Task brief :: Word for word, restate the records from their first line through the line with "brick fortification wall -> box", both ends included; omit each picture.

Excerpted records ::
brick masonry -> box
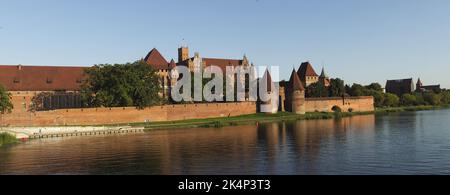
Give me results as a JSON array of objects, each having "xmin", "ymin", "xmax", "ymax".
[{"xmin": 1, "ymin": 93, "xmax": 373, "ymax": 127}]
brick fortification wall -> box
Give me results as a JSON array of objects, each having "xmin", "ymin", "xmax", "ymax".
[
  {"xmin": 1, "ymin": 102, "xmax": 257, "ymax": 127},
  {"xmin": 305, "ymin": 96, "xmax": 374, "ymax": 113}
]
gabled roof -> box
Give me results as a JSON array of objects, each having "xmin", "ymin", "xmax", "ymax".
[
  {"xmin": 297, "ymin": 61, "xmax": 318, "ymax": 77},
  {"xmin": 0, "ymin": 65, "xmax": 86, "ymax": 91},
  {"xmin": 289, "ymin": 69, "xmax": 304, "ymax": 91},
  {"xmin": 144, "ymin": 48, "xmax": 169, "ymax": 70}
]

Result below ::
brick masonry -> box
Give me results as a JSON array of objects, each having "xmin", "ymin", "xmax", "ymax".
[{"xmin": 1, "ymin": 93, "xmax": 373, "ymax": 127}]
brick fortification wall -> box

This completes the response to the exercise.